* [Kutipan untuk Dibaca]:
Terus, teknis pemungutannya bagaimana?

(1) Untuk kegiatan Impor barang, maka Importir yang bersangkutan atau Dirjen Bea dan Cukai yang melakukan      pembayaran ke kas negara melalui Kantor Pos, Bank Devisa atau Bank Umum yang ditunjuk Menteri                  Keuangan.
(2) Untuk Pemungut Bendahara Pemerintah dan Kuasa Pengguna Anggaran (KPA), Bendahara Pemerintah                sistem Uang Persediaan       (UP), Kuasa Pengguna Anggaran (KPA) atau Pejabat penerbit Surat Perintah 
     membayar wajib menyetorkan ke kas negara melalui Kantor Pos, Bank Devisa atau Bank Umum yang 
     ditunjuk Menteri Keuangan dengan menggunakan Surat Setoran Pajak atas nama rekanan yang telah ditanda
     tangani oleh pemungut pajak.
(3) Untuk Pemungut pajak yang lainnya, wajib menyetorkan ke kas negara melalui Kantor Pos, Bank Devisa 
     atau Bank Umum yang ditunjuk Menteri Keuangan dengan menggunakan Surat Setoran Pajak.

Apa yang digunakan sebagai bukti pemungutan pajak?

(1) Untuk Importir, Dirjen Bea dan Cukai, Bendahara Pemerintah dan KPA, Bendahara pemerintah (UP), Kuasa 
     Pengguna Anggaran (KPA) atau Pejabat Penerbit Surat Perintah Membayar sebagai bukti pemungutan adalah 
     Surat Setoran Pajak.
(2) Pemungut Pajak yang lain wajib menerbitkan Bukti Potong PPh 22 dalam 3 rangkap, lembar kesatu untuk            Wajib Pajak yang              dipungut, lembar kedua untuk Pemungut sebagai lampiran laporan bulanan kepada KPP,
     lembar ketiga sebagai arsip Pemungut Pajak.

* [Tantangan 1]:
Perbarui bagian kutipan tentang pemungutan pajak yang dimulai dari "(3) Untuk Pemungut" dan berakhir setelah "arsip Pemungut Pajak.", dengan mengganti "arsip" menjadi "dokumen simpanan".
* [Tantangan 2]:
Menurut kutipan tentang pemungutan pajak, berapa rangkap Bukti Potong PPh 22 yang wajib diterbitkan oleh Pemungut Pajak yang lain?
Data yang tercantum setelah ini diambil dari sumber lain.

* [Bahan yang Disediakan]:
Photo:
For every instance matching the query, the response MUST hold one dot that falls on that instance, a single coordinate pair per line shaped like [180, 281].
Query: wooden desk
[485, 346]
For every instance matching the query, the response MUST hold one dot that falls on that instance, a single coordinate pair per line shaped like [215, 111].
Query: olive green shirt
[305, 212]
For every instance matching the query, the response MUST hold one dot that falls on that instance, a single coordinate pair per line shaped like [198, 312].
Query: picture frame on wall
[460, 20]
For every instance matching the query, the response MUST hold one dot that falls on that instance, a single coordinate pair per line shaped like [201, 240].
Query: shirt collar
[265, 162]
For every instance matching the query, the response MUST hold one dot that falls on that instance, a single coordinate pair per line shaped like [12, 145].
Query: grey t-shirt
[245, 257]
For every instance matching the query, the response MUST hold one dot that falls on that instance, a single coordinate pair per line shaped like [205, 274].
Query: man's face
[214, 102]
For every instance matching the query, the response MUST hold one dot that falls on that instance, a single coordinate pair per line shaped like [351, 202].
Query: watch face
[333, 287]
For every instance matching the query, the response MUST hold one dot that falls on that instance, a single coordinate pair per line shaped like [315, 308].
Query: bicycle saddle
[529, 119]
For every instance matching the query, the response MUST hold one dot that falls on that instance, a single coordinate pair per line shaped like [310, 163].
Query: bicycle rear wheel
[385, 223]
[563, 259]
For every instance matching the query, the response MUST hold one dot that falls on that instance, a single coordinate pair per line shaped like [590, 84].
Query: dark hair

* [Jawaban Latihan 1]:
(3) Untuk Pemungut pajak yang lainnya, wajib menyetorkan ke kas negara melalui Kantor Pos, Bank Devisa 
     atau Bank Umum yang ditunjuk Menteri Keuangan dengan menggunakan Surat Setoran Pajak.

Apa yang digunakan sebagai bukti pemungutan pajak?

(1) Untuk Importir, Dirjen Bea dan Cukai, Bendahara Pemerintah dan KPA, Bendahara pemerintah (UP), Kuasa 
     Pengguna Anggaran (KPA) atau Pejabat Penerbit Surat Perintah Membayar sebagai bukti pemungutan adalah 
     Surat Setoran Pajak.
(2) Pemungut Pajak yang lain wajib menerbitkan Bukti Potong PPh 22 dalam 3 rangkap, lembar kesatu untuk            Wajib Pajak yang              dipungut, lembar kedua untuk Pemungut sebagai lampiran laporan bulanan kepada KPP,
     lembar ketiga sebagai dokumen simpanan Pemungut Pajak.

* [Jawaban Latihan 2]:
Tiga rangkap.